▸ **Exercise details**
Please count the lines in the records below that contain the string "mouth", treating uppercase and lowercase letters as different. Reply with only the number.

================================

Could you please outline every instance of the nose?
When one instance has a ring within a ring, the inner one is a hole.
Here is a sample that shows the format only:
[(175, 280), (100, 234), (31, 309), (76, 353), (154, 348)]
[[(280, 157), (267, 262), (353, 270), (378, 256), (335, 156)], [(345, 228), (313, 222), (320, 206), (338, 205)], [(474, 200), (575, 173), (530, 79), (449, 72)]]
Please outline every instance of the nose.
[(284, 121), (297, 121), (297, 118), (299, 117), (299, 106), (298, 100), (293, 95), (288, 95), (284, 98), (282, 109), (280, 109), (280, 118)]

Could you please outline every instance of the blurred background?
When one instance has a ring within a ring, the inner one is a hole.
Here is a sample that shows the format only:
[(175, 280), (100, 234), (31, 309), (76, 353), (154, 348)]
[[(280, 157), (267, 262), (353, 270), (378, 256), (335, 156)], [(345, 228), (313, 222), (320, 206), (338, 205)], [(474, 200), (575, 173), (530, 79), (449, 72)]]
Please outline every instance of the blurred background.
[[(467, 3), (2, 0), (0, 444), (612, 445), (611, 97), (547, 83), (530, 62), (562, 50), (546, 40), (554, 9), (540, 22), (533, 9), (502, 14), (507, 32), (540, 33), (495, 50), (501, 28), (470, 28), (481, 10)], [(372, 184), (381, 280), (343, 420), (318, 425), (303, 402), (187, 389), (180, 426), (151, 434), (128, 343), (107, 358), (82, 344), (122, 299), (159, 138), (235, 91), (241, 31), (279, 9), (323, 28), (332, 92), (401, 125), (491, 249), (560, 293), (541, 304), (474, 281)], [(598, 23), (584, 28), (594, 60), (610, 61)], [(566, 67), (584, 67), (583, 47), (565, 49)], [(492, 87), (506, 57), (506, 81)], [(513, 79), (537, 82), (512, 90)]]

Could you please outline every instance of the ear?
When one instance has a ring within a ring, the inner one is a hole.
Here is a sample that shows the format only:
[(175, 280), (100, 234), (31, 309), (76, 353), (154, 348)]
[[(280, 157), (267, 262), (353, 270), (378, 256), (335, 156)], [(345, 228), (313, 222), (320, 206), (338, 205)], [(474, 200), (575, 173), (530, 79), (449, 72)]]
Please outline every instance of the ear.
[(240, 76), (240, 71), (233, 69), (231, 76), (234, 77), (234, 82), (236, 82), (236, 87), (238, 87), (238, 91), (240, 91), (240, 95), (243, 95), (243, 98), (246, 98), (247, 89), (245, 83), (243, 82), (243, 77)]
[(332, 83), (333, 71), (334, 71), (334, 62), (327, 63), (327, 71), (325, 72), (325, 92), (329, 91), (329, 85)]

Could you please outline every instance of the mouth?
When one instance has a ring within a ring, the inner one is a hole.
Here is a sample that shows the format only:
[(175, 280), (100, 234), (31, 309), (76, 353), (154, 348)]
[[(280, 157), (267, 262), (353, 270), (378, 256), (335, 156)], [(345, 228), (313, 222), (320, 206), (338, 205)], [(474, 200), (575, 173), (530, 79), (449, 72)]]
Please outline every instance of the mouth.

================================

▸ **Exercise solution**
2